• **Texte source**:
S’il est un domaine spé­ci­fique où l’hô­pi­tal doit être à l’é­coute des per­sonnes malades, c’est bien celui de la dou­leur. L’o­bli­ga­tion pour les éta­blis­se­ments de san­té de mettre en œuvre les moyens pour prendre en charge la dou­leur des patients est ins­crite dans la loi depuis 1995. Au-delà de cette exi­gence légale, le sou­la­ge­ment de la dou­leur relève d’une obli­ga­tion morale pour chaque soi­gnant, dans la rela­tion qu’il tisse avec la per­sonne souffrante.

La troi­sième exi­gence de vigi­lance concerne les coûts. L’hô­pi­tal n’a pas le droit de se taire face aux ques­tions qui lui sont posées sur la per­ti­nence de ses coûts. En refu­sant de rendre des comptes, il remet­trait en cause sa propre légi­ti­mi­té. Accep­ter l’é­va­lua­tion et la com­pa­rai­son des coûts relève d’une néces­si­té, pour évi­ter que l’en­semble du sys­tème hos­pi­ta­lier ne soit balayé devant des contraintes de financement. 

Devoir d’exi­gence, de vigi­lance et de trans­pa­rence donc pour anti­ci­per des évo­lu­tions dont nous sen­tons à quel point elles sont déjà à l’œuvre à l’hôpital. 

Mais être capable d’an­ti­ci­pa­tion ne suf­fit pas. L’hô­pi­tal public, s’il veut rele­ver les défis du XXIe siècle, doit éga­le­ment être une force de pro­po­si­tion et un lieu d’ex­pé­ri­men­ta­tion. L’en­semble de la com­mu­nau­té hos­pi­ta­lière doit faire la preuve de sa réactivité. 

L’é­vo­lu­tion actuelle du sys­tème de san­té pour­rait lais­ser croire que les modèles nou­veaux sont désor­mais pro­po­sés ailleurs qu’à l’hô­pi­tal, et par­fois même contre l’hô­pi­tal. Cette situa­tion doit être rééqui­li­brée. Au-delà des réseaux dont le concept demande encore à être pré­ci­sé, l’hô­pi­tal doit réflé­chir à la façon dont il peut véri­ta­ble­ment s’ex­por­ter, pour fonc­tion­ner avec d’autres acteurs médico-sociaux.

• **Données sources**:
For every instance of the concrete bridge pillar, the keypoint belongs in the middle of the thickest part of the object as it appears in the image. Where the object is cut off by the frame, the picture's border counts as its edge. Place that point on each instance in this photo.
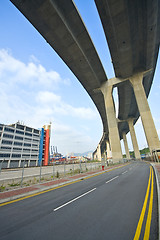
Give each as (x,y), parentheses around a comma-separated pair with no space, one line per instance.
(126,146)
(108,150)
(134,139)
(99,156)
(112,122)
(145,113)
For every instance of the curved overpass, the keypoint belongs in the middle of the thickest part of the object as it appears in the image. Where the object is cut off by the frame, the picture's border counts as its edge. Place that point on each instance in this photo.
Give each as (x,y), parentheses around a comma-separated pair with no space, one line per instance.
(59,22)
(133,35)
(131,30)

• **Exercice 1**:
Répondez à chaque question d'après le texte source.
(a) Depuis quelle année la loi oblige-t-elle les établissements de santé à prendre en charge la douleur des patients ?
(b) Sur quoi porte la troisième exigence de vigilance ?
(c) En plus d'anticiper, que doit être l'hôpital public s'il veut relever les défis du XXIe siècle ?
• **Exercice 2**:
Pour chaque affirmation, dites si elle concorde avec le texte source. Répondez par oui ou par non et citez les mots du texte qui tranchent.
(a) Le soulagement de la douleur n'est qu'une obligation légale.
(b) Il suffit à l'hôpital d'être capable d'anticipation.
(c) Le concept de réseaux demande encore à être précisé.
• **Exercice 3**: Restituez tel quel le passage du texte source qui va de « Devoir d’exi­gence, de » à « d’autres acteurs médico-sociaux. ».

• **Corrigé 1**:
(a) Depuis 1995.
(b) Elle porte sur les coûts.
(c) Il doit être une force de proposition et un lieu d'expérimentation.

• **Corrigé 2**:
(a) Non : « le sou­la­ge­ment de la dou­leur relève d’une obli­ga­tion morale pour chaque soi­gnant ».
(b) Non : « Mais être capable d’an­ti­ci­pa­tion ne suf­fit pas. »
(c) Oui : « Au-delà des réseaux dont le concept demande encore à être pré­ci­sé ».

• **Corrigé 3**:
Devoir d’exi­gence, de vigi­lance et de trans­pa­rence donc pour anti­ci­per des évo­lu­tions dont nous sen­tons à quel point elles sont déjà à l’œuvre à l’hôpital. 

Mais être capable d’an­ti­ci­pa­tion ne suf­fit pas. L’hô­pi­tal public, s’il veut rele­ver les défis du XXIe siècle, doit éga­le­ment être une force de pro­po­si­tion et un lieu d’ex­pé­ri­men­ta­tion. L’en­semble de la com­mu­nau­té hos­pi­ta­lière doit faire la preuve de sa réactivité. 

L’é­vo­lu­tion actuelle du sys­tème de san­té pour­rait lais­ser croire que les modèles nou­veaux sont désor­mais pro­po­sés ailleurs qu’à l’hô­pi­tal, et par­fois même contre l’hô­pi­tal. Cette situa­tion doit être rééqui­li­brée. Au-delà des réseaux dont le concept demande encore à être pré­ci­sé, l’hô­pi­tal doit réflé­chir à la façon dont il peut véri­ta­ble­ment s’ex­por­ter, pour fonc­tion­ner avec d’autres acteurs médico-sociaux.